Saved entries:
○ ○ ○ ○
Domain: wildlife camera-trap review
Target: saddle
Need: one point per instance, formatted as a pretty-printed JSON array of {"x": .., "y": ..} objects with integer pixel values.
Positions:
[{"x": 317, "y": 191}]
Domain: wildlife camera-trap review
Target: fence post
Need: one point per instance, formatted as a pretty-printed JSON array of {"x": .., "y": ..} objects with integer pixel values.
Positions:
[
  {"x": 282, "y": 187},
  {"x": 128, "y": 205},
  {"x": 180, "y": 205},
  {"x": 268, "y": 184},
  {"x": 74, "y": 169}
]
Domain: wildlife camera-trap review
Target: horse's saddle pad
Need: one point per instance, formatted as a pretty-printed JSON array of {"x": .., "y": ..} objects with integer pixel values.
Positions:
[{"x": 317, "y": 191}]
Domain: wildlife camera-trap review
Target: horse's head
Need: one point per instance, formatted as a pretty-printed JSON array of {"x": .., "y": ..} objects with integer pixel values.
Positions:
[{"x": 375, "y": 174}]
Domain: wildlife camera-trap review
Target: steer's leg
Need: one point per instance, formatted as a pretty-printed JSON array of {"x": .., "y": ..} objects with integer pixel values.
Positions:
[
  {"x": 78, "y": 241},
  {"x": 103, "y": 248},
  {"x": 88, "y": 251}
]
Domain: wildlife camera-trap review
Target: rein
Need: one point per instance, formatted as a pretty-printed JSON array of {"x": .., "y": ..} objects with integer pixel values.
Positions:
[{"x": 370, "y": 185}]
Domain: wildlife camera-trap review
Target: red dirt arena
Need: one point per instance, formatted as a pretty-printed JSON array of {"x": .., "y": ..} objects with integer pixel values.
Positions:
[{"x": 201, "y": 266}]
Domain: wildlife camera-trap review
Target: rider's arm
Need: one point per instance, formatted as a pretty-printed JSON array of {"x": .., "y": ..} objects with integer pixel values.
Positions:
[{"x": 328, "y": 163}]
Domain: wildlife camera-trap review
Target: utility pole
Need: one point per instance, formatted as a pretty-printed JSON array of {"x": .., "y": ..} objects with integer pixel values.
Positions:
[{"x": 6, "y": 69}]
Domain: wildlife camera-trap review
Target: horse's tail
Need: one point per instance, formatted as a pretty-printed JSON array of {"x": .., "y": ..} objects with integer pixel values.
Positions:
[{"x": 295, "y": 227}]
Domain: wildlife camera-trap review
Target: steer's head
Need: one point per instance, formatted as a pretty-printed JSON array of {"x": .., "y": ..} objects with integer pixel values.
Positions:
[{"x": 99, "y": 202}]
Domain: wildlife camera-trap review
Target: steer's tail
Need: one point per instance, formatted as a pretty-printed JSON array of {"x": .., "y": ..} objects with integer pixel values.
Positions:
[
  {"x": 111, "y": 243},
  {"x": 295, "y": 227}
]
○ ○ ○ ○
**WORK INSTRUCTIONS**: If a line of the entries above holds the word "horse", count it; report only how many such lines there are.

**ANSWER SECTION**: 3